_WHAT IS ASKED:_ Give the data again, word for word.

━━━

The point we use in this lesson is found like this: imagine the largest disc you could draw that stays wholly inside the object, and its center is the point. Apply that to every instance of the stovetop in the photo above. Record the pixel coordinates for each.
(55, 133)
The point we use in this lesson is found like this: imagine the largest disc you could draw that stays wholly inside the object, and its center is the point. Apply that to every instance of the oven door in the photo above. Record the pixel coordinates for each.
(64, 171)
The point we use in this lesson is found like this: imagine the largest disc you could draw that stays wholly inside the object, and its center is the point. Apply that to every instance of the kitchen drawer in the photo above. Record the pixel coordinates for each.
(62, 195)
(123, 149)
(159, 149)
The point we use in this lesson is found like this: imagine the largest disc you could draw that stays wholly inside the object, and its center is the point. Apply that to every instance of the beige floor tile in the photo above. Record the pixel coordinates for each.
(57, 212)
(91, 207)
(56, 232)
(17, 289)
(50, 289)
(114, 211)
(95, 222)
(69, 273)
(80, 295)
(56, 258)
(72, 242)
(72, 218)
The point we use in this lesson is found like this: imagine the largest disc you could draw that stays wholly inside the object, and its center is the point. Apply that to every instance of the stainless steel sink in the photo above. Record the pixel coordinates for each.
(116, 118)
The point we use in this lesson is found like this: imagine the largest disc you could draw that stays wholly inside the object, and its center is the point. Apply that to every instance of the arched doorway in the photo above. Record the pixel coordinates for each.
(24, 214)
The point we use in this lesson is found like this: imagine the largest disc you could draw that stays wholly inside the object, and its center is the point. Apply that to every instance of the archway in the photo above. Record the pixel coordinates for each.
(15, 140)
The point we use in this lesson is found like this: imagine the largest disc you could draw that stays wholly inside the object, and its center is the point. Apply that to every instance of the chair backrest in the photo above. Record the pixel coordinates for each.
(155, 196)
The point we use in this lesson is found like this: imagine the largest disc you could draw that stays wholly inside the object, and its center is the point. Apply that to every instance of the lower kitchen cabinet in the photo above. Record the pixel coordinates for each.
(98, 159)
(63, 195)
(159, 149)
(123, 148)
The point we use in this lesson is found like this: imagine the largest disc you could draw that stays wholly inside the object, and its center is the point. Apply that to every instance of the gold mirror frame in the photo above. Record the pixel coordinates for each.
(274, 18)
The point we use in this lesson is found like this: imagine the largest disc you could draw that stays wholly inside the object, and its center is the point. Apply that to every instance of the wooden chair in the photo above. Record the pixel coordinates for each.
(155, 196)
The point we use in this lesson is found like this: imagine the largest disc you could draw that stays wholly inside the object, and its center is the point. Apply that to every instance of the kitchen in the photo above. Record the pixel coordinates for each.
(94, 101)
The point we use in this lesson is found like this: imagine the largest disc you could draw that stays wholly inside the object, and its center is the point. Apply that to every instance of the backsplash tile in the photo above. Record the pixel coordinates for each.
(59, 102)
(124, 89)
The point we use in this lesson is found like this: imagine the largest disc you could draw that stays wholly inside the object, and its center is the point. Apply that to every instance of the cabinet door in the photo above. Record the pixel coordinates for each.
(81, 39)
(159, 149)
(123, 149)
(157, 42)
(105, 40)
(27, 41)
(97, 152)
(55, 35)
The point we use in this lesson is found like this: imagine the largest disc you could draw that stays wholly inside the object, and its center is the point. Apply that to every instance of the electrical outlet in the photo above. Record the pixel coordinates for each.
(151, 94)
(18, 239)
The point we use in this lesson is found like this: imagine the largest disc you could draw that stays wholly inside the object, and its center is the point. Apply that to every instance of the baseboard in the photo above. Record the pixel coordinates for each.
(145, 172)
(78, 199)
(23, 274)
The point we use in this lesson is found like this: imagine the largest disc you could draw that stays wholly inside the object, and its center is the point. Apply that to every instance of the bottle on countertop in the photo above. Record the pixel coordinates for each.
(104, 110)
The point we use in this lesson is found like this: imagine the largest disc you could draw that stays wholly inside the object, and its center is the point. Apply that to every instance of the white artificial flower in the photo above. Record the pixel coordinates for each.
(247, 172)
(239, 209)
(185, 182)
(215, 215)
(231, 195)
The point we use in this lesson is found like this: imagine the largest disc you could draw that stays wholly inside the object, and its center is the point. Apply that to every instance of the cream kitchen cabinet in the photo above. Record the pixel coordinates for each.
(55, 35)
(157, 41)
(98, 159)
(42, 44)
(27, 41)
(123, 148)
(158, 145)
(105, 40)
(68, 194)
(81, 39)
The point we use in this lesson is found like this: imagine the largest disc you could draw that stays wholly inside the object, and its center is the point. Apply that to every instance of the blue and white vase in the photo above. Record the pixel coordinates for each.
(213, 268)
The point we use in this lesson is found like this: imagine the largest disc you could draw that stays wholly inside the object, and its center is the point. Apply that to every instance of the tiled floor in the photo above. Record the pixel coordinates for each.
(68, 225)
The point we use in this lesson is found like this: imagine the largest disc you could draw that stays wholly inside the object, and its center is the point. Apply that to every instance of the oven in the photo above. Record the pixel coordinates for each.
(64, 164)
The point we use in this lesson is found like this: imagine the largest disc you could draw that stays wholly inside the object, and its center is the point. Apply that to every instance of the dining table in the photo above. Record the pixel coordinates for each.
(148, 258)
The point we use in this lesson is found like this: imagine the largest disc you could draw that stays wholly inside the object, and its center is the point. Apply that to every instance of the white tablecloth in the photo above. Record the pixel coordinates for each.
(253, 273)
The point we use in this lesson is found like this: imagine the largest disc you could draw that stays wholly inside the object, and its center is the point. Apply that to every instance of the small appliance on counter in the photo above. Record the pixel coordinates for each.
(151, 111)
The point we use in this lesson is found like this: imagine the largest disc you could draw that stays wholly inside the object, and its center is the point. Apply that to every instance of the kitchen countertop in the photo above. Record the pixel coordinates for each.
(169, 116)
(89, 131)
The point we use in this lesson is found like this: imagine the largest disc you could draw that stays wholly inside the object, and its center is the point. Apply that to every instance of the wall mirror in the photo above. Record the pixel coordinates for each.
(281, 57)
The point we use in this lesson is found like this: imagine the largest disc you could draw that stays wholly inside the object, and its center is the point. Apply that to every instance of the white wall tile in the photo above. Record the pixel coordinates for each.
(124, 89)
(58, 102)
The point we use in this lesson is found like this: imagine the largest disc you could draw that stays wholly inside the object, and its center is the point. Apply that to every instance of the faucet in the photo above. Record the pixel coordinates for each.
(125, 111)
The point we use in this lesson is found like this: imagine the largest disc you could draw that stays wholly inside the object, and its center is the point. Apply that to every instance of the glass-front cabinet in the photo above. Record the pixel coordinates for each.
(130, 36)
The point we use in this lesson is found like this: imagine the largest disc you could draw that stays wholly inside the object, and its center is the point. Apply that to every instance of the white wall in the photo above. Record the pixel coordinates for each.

━━━

_TASK OUTPUT:_
The point we use in this lesson is found like this: imagine the largest disc you could draw that stays wholly inside the object, and its center is the point. Apply that to every instance of the stovetop in the photo above. Record the pixel coordinates for each.
(55, 133)
The point we use in this lesson is found like this: imagine the largest disc you could draw that stays wholly inside the object, and its center is the point. Apply that to every instance of the oven door in the photo above. Record the pixel coordinates for each.
(64, 171)
The point we use in this lesson is found like this: imagine the largest disc you could draw that stays wholly inside the object, and its center is the point. Apply that to every instance of the kitchen drawer in the photo above. Record the pixel coordinates for each.
(62, 195)
(123, 149)
(159, 149)
The point we use in this lesson is found like this: imagine the largest disc you could draw that stays wholly inside the object, and its center is the point. Apply that to every instance of the beige floor tile in the photo above. Record the pixel coordinates for each.
(57, 212)
(91, 207)
(56, 232)
(17, 289)
(50, 289)
(114, 211)
(95, 222)
(69, 273)
(80, 295)
(56, 258)
(72, 242)
(72, 218)
The point we use in this lesson is found like this: imagine the largest disc you could draw that stays wholly inside the object, and its center is the point. Apply that to every instance of the stainless steel sink in the photo above. Record the pixel coordinates for each.
(116, 118)
The point we use in this lesson is found like this: imagine the largest disc you could draw that stays wholly inside the object, and its center is the point. Apply that to every instance of the arched doorway in the photo above. Record the pixel coordinates for each.
(24, 214)
The point we use in this lesson is found like this: imagine the largest disc you could draw that stays wholly inside the object, and its center is the point. Apply that to every instance of the archway in the photo above. Record the pixel coordinates for each.
(15, 140)
The point we use in this lesson is found like this: imagine the largest disc you could draw that stays wholly inside the object, and its center is the point. Apply that to every instance of the chair backrest in the photo above. Record the pixel coordinates for each.
(155, 196)
The point we use in this lesson is found like this: imagine the largest disc you could draw that stays wholly inside the object, and its center is the point. Apply that to every instance of the lower kitchen cabinet in the photo above. Record the pixel coordinates for each.
(98, 159)
(63, 195)
(159, 149)
(123, 148)
The point we use in this lesson is found like this: imagine the largest disc you could draw that stays wholly inside the object, and its center is the point. Apply that to every instance of the gold mirror frame in the photo above. Record the pixel coordinates for each.
(274, 18)
The point we use in this lesson is found like this: imagine the largest disc you could draw that stays wholly inside the object, and its center is the point. Apply that to every instance of the wooden chair in the photo above. Record the pixel coordinates for each.
(155, 196)
The point we use in this lesson is found like this: imagine the largest disc you could draw that stays wholly inside the object, and its center is the point. Apply that to every instance of the kitchen in the photo above. Record the pixel coordinates for each.
(94, 101)
The point we use in this lesson is found like this: imagine the largest disc you could draw that stays wholly inside the object, and its center is the point. Apply that to every instance of the backsplash tile in the photo above. Record the pixel coordinates for each.
(59, 102)
(124, 89)
The point we use in this lesson is found like this: imagine the largest disc you could draw that stays wholly inside the object, and its center is the point. Apply that to every instance of the cabinet door in the photo above. Record the pixel coordinates for each.
(81, 39)
(159, 149)
(123, 149)
(157, 42)
(105, 40)
(27, 41)
(97, 152)
(55, 35)
The point we use in this lesson is found like this: imagine the largest disc you could draw that stays wholly inside the object, and its center is the point. Apply that to every instance of the electrical outlet in the photo above. Record the pixel coordinates for each.
(151, 94)
(18, 239)
The point we use in this lesson is found like this: imagine the largest disc you could draw that stays wholly inside the object, and its center is the point. Apply that to every instance of the baseboard in the photo above. Record the pixel coordinates for each.
(145, 172)
(78, 199)
(23, 274)
The point we use in this lesson is found like this: imagine the largest disc you could draw that stays wholly inside the object, and its center is the point. Apply that to every instance of the bottle on countertop in the photo above. Record the pixel coordinates for each.
(104, 110)
The point we use in this lesson is found like this: imagine the largest disc you could draw that stays wholly inside the object, and its center is the point. Apply that to every instance of the white artificial flower in the photo above. Record the pixel coordinates for each.
(247, 172)
(239, 209)
(185, 182)
(215, 215)
(231, 195)
The point we use in this lesson is found like this: imagine the largest disc you could draw that stays wholly inside the object, and its center is the point. Apply that to every instance of the cream kitchen cabinet in the photo above. Record the pixel coordinates for each.
(55, 35)
(157, 41)
(98, 159)
(42, 44)
(27, 41)
(123, 148)
(158, 145)
(105, 40)
(68, 194)
(81, 39)
The point we use in this lesson is found like this: imagine the largest disc you could draw that stays wholly inside the object, and its center is the point. Apply that to every instance of the blue and white vase in the photo above. Record the pixel coordinates for each.
(213, 268)
The point we use in this lesson is found like this: imagine the largest disc you could draw that stays wholly inside the object, and its center is the point. Apply that to every instance of the tiled floor in the photo above. Record the pixel coordinates for each.
(68, 225)
The point we use in this lesson is found like this: imagine the largest disc you could draw that stays wholly inside the object, and its center is the point. Apply that to every instance of the oven in the photo above. Record the pixel coordinates for each.
(64, 164)
The point we use in this lesson is found like this: imagine the largest disc you could draw that stays wholly inside the object, and its center is the point. Apply that to every instance of the dining table in the photo above. Record the pixel coordinates for each.
(148, 258)
The point we use in this lesson is found like this: imagine the largest disc you could draw that stays wholly inside the object, and its center is the point. Apply that to every instance of the white tablecloth in the photo above. Record the pixel coordinates for each.
(253, 273)
The point we use in this lesson is found like this: imagine the largest disc you could draw that stays wholly inside the object, and its center is the point. Apply that to every instance of the small appliance on counter in the photo above. Record the pixel coordinates for each.
(151, 111)
The point we use in this lesson is found like this: imagine the largest disc you could draw that stays wholly inside the object, and its center is the point. Apply that to every instance of the kitchen countertop in the photo above. Record the pixel coordinates for each.
(169, 116)
(89, 131)
The point we use in this lesson is found like this: imagine the largest disc you could draw that stays wholly inside the object, and its center is the point. Apply that to every instance of the wall mirror in the photo above. Record the pixel coordinates for each.
(281, 57)
The point we use in this lesson is found like this: imagine the largest disc you could draw that stays wholly inside the object, and its center is the point. Apply that to every instance of the white wall tile in the photo above. Record the pixel coordinates for each.
(124, 89)
(58, 102)
The point we use in this lesson is found like this: imagine the largest disc you could draw that stays wholly inside the object, and its center is the point. Apply that to every instance of the faucet in the photo above. Record the pixel coordinates for each.
(125, 111)
The point we use in this lesson is found like this: imagine the largest disc you could draw that stays wholly inside the object, and its center is the point. Apply that to every instance of the glass-front cabinet in the photo above. Record the pixel coordinates for each.
(130, 36)
The point we use in this lesson is found like this: imagine the largest disc you could draw that stays wholly inside the object, and its center is the point. Apply that to every instance of the white wall in the photo above. Record the pixel coordinates for each.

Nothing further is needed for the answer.